[Records from a dataset]
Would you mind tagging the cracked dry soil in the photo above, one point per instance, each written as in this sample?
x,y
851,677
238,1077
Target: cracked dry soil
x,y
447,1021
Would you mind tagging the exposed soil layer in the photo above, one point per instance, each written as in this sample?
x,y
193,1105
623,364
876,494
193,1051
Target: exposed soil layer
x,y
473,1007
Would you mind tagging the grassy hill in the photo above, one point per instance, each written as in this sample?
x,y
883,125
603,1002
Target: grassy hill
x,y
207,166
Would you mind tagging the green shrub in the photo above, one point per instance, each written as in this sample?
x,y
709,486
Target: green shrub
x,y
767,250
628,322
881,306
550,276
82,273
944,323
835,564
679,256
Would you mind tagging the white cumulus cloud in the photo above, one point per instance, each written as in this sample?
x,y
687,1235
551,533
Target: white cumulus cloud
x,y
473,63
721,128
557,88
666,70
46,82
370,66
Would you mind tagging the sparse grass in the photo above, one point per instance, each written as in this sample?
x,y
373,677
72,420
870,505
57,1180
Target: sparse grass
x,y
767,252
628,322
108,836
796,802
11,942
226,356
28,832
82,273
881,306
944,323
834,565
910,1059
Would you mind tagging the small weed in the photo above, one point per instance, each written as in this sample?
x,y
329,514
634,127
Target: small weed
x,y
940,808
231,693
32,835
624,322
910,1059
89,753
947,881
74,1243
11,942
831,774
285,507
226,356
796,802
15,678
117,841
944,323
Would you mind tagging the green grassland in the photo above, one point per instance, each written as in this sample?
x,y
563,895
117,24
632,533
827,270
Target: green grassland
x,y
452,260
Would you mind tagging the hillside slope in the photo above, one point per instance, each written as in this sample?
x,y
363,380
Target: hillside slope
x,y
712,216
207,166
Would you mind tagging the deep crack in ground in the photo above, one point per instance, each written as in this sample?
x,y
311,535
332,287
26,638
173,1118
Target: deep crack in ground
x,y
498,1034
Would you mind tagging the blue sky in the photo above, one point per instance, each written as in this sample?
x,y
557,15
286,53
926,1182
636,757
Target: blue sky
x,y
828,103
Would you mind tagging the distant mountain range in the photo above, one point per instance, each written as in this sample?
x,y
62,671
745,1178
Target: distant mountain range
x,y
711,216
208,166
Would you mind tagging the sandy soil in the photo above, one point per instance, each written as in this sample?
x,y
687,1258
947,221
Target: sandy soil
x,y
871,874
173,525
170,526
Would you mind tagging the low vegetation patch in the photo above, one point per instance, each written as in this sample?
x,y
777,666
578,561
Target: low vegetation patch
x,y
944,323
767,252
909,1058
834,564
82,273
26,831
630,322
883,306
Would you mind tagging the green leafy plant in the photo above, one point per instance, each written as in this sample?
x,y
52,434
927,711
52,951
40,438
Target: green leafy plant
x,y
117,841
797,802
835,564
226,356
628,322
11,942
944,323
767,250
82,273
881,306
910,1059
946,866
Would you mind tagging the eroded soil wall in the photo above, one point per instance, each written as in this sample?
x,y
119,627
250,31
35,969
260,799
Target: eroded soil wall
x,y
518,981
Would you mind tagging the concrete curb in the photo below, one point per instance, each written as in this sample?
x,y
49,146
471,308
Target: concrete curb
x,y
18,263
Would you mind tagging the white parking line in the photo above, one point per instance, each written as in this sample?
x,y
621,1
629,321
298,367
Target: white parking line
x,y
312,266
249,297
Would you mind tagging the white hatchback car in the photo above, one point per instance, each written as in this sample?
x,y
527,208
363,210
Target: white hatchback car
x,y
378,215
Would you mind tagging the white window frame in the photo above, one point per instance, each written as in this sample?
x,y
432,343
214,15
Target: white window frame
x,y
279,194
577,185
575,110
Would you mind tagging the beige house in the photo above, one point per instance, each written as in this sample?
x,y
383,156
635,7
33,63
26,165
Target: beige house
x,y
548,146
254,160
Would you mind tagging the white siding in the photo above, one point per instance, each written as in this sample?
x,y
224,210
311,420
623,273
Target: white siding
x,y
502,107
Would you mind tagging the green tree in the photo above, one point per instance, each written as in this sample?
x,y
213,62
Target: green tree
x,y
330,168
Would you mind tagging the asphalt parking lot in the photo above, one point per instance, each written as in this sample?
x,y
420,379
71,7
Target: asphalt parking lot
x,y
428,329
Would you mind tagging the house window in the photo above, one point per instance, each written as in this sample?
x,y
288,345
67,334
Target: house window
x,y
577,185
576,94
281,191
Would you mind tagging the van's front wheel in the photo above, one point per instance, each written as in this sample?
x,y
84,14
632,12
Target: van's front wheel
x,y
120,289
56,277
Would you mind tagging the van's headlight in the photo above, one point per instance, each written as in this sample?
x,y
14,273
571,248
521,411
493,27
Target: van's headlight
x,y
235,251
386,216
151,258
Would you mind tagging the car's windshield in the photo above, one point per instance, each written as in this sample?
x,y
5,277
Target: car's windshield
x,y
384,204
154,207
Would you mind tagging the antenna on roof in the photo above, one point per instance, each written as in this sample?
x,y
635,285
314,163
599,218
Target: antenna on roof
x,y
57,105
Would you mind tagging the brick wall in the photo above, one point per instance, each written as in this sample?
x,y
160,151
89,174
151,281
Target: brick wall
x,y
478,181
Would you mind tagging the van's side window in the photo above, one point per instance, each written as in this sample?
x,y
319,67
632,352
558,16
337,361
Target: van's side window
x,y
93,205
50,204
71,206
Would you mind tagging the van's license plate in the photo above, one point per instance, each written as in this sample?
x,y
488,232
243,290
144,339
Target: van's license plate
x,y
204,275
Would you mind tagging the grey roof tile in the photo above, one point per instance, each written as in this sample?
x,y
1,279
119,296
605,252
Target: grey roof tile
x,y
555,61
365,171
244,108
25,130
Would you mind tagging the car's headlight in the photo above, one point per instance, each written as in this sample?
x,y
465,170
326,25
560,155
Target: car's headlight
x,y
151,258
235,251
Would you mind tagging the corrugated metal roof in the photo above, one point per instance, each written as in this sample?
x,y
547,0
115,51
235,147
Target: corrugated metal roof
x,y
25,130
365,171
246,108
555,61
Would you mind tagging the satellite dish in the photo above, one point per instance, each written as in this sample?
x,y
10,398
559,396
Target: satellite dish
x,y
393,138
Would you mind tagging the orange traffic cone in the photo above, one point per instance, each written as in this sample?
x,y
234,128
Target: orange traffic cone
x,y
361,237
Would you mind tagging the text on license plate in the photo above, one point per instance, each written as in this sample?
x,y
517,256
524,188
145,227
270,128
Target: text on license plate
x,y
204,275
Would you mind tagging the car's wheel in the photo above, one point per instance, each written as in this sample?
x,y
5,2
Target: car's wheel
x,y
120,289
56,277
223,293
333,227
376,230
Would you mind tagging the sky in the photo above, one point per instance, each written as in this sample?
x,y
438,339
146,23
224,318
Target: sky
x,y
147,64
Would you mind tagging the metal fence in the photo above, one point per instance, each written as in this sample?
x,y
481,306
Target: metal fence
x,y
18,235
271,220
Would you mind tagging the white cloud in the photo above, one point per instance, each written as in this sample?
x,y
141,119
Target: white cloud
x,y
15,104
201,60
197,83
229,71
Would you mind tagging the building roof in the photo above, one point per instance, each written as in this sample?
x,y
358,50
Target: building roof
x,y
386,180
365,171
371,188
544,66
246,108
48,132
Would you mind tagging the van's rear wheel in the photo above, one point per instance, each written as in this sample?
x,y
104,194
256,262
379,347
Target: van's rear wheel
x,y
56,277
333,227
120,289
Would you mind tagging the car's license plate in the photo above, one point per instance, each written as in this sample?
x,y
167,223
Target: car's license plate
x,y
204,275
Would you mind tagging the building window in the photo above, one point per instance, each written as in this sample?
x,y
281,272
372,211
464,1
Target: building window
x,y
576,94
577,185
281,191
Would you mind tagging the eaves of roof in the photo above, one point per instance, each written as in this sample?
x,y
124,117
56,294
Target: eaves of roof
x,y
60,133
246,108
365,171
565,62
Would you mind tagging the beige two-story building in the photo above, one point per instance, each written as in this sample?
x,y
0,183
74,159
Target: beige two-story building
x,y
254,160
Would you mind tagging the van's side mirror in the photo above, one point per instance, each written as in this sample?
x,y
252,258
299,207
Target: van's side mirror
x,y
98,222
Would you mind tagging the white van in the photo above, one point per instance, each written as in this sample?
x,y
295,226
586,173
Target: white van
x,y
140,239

● WHAT YOU HAVE TO DO
Reproduce exactly the lines from the one containing "Would you mind tagging the building roof" through the last line of the records above, including both, and nothing else.

● ANSWER
Would you mind tagging the building roof in the photo above, one point per instance, each written as in this sample?
x,y
358,50
Target: building roof
x,y
386,180
365,171
371,188
544,66
246,108
48,132
Would you mind tagging the van's rear wheel in the photo above, one point per instance, each written as in this sample?
x,y
104,194
256,262
379,347
Target: van's rear wheel
x,y
56,277
333,227
120,289
Would you mind tagging the car's license plate in the photo above, one point per instance, each written as in this sample?
x,y
167,223
Target: car's license plate
x,y
204,275
Would you mind tagging the building window in the photo above, one point per instance, each written as in this sample?
x,y
281,272
372,211
464,1
Target: building window
x,y
576,94
577,185
281,191
Would you mind tagging the eaves of roof in the photo above, one point per instance, each written as in this sample?
x,y
124,117
56,294
Target: eaves of roof
x,y
60,133
246,108
365,171
565,62
Would you mind tagging the beige two-story building in the photo above, one point per instance, each written as in this sample?
x,y
0,183
74,159
Target: beige two-story building
x,y
254,160
Would you mind tagging the van's side mirror in the photo above, one point per instance, each written as in this sample?
x,y
252,258
299,207
Target: van's side mirror
x,y
98,222
Would you mind tagging the white van in the photo above, one point per instance, each written as in this sample?
x,y
295,226
586,173
Target: white van
x,y
140,239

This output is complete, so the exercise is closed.